- _Source document_:
Stress is generally labelled as a negative phenomenon, neurological surgeons and ophthalmologists have previously shown that low level stress such as exercise and also environments with low oxygen levels, can precondition cells and that makes them more resistant to diseases and injury.
It was previously thought that tolerance in our central nervous system could only last a few days but a preconditioning protocol was developed last year that is extending the effects from days to months. The US study had been exposing mice to hypoxia (low concentration of oxygen) several times over a period of a fortnight and the scientists triggered an extended period of tolerance. At the end of the preconditioning, the brain was reported to have been protected from damage via stroke for at least 8 weeks.
With the tolerance period extended, it led to the scientists debating whether a prolonged period of injury resistance could also protect against the slow, progressive loss of neurons that characterizes neuro-degenerative diseases.
They looked at an animal model of glaucoma. The only treatments for glaucoma are drugs that reduce pressure in the eye; as yet there are no therapies to protect the retina and optical nerves from harm.
Glaucoma is categorised as a neuro-degenerative disease based on how progressively it kills retinal ganglion cells over a slow period of time. The bodies of the cells are found in the eyes retina and their branches come together in bundles and form the optic nerves. It is not known whether damage begins in the bodies or axons of the cells, but as more retinal ganglion cells die, peripheral vision loss is experienced by patients which eventually leads to blindness.

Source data
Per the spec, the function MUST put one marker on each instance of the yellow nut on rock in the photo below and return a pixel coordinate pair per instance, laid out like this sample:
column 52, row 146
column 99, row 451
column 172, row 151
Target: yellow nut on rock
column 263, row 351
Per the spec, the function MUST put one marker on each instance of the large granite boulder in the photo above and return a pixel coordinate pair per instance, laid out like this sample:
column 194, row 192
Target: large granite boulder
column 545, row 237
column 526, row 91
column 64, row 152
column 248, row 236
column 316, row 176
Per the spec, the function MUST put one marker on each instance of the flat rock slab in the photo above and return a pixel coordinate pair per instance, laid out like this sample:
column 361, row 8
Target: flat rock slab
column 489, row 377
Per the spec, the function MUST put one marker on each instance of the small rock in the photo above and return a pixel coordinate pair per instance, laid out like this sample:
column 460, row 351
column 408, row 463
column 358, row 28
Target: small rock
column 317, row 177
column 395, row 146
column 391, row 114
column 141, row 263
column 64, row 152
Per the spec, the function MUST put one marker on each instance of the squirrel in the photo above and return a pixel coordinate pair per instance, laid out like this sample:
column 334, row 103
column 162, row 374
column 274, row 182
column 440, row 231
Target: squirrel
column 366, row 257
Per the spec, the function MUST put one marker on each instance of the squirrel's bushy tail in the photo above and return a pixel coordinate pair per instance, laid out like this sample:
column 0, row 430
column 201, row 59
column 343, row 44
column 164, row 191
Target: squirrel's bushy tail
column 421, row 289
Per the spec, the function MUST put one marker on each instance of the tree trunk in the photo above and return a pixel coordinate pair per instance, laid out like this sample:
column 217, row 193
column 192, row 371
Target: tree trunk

- _Aim of the task_: Carry the article on stress preconditioning and glaucoma further, picking up after its final sentence. The data stand apart from the article on stress preconditioning and glaucoma.

- _Solved problem_:
The new study, induced glaucoma in mice by tying off vessels that allow fluid to drain from the eye. This caused increased eye pressure so an assessment could be carried out as to how many cell bodies and axons of retinal ganglion cells were still intact after three or ten weeks.
It was reported that normal mice lost an average of 30 percent of their retinal ganglion cell bodies after 10 weeks of glaucoma. However mice that received the preconditioning before glaucoma-inducing surgery lost only 3 percent of retinal ganglion cell bodies.
There are current investigations into which genes are activated or repressed by preconditioning. It is hoped that that the change in gene activity can be identified that makes cells more resistant to damage.
Identifying these specific survival genes will assist in the development of drugs that can activate them.